Start of PROVIDED PASSAGE

The good news is, I got done what needed doing and aside from some meetings next week that involve travel (crap), my workload will drop off dramatically from here until the turn of the year.

The bad news is, well, you remember when I proclaimed I am way too old for this shit?  Yeah, I’m way to old to recover adequately from a literal all-nighter.  I’m still not sure of what day it is, and that’s not an exaggeration.  I’ve checked my phone for the day no less than three times today.  Sad.

The experience has been surreal.  For one thing, do you know how shocked the baby-boomer set is when they find out you were at work the entire night?  Yeah.  As my buddy Stephen said, “You ARE the water cooler.”  And I was.  I didn’t go out and proclaim my dedication to work, but when the early- arriving employees noted the frost on my little car out in the parking lot, I couldn’t hide it.  In fact, I got more than one call at my desk to check on me.  I think the initial fear was that my car was there because something had happened to me.  I don’t think it reassured them much to think I spent the night typing in my cubicle like a fiend.  I suppose I should be touched that they care, but mostly, I was mortified that I wasn’t going to be able to hide it by not talking about it.

Is it just because for my older colleagues, the last time they pulled an all-nighter is separated by more years than my last attempt?  Or is it so strange to think I would be that intent on finishing a task for a job that’s rather thankless?  Either way, I didn’t expect news to be that big.  I ran home around 7:30 for a shower and breakfast and I was back in around 8….and apparently, this news traveled with as much fire as the initial over-night event.  But I couldn’t help it.  There was shit I had to do, and the drop-dead date was that day at 5pm.  I couldn’t afford to go sleep off my night’s work just yet.  What was I supposed to do?

I am tempted to defend myself on this whole thing by saying that the situation that necessitated my not going home wasn’t my doing.  For once, I wasn’t pulling this shit through any fault of my own procrastination.  It was 100% because people did not listen when I told them the time I would need to finish something and kept re-assigning my time, without extending this particular due date.  I was caught in a mess not of my own creation.  And I’m not sure if this fact made everyone more or less inclined to question why I put myself through the wringer to get it done.  By all rights, I could have (finally) put my foot down, not turned it in complete and refused to take blame for the situation I was put in.

Instead, I did the work, inverted my day and have remained in a state of foggy semi-confusion since.  Honestly, I’m not sure there’s much that could compel me to do this again.  I think my 24+ hour marathon effort days are done.  I can’t say that it’s beauty rest I’m in need of, it’s more like “ZOMG-at-least-try-to-avoid-getting-any-uglier-and-also-to-not-die” rest.

I don’t think I’ll live this down at work.  I had senior level people looking at me in a state of wonder, “You didn’t go home last night, did you?”  “No.”  “What are you running on?!?!?”

End of PROVIDED PASSAGE
Start of RECORDS SUPPLIED

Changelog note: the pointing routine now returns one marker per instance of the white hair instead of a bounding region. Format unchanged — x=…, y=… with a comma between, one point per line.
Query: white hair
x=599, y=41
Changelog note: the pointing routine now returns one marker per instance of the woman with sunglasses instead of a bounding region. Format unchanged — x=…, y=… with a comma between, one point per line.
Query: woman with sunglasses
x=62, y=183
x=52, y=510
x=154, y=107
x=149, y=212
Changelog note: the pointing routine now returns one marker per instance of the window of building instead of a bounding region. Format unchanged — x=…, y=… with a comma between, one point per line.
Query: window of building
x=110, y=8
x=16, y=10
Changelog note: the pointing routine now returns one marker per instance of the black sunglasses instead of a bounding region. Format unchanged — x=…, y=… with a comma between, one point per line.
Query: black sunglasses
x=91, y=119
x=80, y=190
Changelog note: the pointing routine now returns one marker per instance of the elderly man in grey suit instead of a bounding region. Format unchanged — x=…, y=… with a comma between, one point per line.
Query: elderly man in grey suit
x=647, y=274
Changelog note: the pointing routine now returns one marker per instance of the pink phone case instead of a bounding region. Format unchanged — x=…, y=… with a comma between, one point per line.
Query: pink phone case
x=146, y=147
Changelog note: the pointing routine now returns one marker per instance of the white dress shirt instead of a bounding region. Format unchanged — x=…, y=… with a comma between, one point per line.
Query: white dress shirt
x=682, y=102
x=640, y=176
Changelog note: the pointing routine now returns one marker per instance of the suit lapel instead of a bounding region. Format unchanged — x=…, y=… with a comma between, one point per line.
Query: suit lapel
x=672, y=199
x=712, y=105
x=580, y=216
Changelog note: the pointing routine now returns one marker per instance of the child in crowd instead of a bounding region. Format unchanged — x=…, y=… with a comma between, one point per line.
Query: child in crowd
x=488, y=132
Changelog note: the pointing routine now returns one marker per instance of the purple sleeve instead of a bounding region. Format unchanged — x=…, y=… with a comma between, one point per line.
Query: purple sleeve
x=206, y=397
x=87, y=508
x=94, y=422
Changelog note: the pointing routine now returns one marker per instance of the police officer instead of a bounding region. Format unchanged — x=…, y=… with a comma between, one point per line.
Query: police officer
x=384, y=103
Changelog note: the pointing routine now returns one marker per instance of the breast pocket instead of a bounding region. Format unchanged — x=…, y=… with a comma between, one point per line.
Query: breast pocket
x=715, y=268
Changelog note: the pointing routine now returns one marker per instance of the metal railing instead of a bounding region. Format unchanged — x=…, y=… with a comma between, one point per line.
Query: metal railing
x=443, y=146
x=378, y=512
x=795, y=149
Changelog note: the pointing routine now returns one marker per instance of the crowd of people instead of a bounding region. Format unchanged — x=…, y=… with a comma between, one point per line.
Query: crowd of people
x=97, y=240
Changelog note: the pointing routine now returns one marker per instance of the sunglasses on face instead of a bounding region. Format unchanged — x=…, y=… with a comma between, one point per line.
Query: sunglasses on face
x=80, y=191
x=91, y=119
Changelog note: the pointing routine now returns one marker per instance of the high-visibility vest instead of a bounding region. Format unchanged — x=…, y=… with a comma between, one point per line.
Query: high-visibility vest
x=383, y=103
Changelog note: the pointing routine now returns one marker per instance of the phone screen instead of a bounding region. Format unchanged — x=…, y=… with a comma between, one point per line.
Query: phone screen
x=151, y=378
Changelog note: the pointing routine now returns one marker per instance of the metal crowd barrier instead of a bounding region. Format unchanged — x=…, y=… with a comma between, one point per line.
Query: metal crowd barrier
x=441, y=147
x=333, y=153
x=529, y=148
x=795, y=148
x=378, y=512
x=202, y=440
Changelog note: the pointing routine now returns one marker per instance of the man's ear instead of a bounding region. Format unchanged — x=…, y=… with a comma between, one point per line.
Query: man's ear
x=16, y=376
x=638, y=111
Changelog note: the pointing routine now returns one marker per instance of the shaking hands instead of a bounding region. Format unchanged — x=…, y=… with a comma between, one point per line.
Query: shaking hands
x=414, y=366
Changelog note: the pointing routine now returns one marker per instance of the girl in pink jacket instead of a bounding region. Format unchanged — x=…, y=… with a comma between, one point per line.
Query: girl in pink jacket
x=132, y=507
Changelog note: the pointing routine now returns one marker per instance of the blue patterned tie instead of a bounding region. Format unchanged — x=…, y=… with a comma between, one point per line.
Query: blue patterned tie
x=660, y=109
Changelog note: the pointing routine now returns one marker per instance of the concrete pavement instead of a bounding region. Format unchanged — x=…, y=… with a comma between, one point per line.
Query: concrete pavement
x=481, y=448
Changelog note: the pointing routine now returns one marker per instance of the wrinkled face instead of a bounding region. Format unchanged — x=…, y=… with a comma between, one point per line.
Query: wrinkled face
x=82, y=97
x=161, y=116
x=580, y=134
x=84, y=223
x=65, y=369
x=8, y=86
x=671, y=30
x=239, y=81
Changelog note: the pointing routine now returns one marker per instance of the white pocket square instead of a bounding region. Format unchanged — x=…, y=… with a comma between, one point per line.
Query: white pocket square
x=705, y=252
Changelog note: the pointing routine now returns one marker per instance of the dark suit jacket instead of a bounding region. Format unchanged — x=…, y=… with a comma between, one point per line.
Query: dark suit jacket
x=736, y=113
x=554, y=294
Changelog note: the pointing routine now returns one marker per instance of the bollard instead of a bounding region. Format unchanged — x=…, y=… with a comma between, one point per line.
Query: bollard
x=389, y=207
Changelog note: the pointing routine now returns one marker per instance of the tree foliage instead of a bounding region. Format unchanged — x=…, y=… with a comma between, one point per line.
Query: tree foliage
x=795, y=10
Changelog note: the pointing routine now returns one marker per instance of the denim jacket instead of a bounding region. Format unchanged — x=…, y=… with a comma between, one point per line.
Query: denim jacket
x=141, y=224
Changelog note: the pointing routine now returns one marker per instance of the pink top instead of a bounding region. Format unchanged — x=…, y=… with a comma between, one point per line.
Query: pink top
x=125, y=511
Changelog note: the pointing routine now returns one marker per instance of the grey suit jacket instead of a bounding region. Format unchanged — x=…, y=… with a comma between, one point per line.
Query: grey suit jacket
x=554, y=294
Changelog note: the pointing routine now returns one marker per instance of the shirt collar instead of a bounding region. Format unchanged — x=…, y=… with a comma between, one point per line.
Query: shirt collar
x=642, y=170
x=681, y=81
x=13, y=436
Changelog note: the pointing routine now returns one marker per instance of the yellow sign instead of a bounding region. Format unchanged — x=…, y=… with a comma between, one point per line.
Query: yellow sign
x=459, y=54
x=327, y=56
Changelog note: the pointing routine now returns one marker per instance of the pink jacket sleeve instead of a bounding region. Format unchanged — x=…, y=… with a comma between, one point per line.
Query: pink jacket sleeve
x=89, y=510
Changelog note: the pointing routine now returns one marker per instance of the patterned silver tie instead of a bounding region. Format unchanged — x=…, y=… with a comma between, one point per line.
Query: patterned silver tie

End of RECORDS SUPPLIED

== OBJECTIVE ==
Repeat word for word everything in the post about the all-nighter, from "The experience has" down to "talking about it.".

== OUTPUT OF THE TASK ==
The experience has been surreal.  For one thing, do you know how shocked the baby-boomer set is when they find out you were at work the entire night?  Yeah.  As my buddy Stephen said, “You ARE the water cooler.”  And I was.  I didn’t go out and proclaim my dedication to work, but when the early- arriving employees noted the frost on my little car out in the parking lot, I couldn’t hide it.  In fact, I got more than one call at my desk to check on me.  I think the initial fear was that my car was there because something had happened to me.  I don’t think it reassured them much to think I spent the night typing in my cubicle like a fiend.  I suppose I should be touched that they care, but mostly, I was mortified that I wasn’t going to be able to hide it by not talking about it.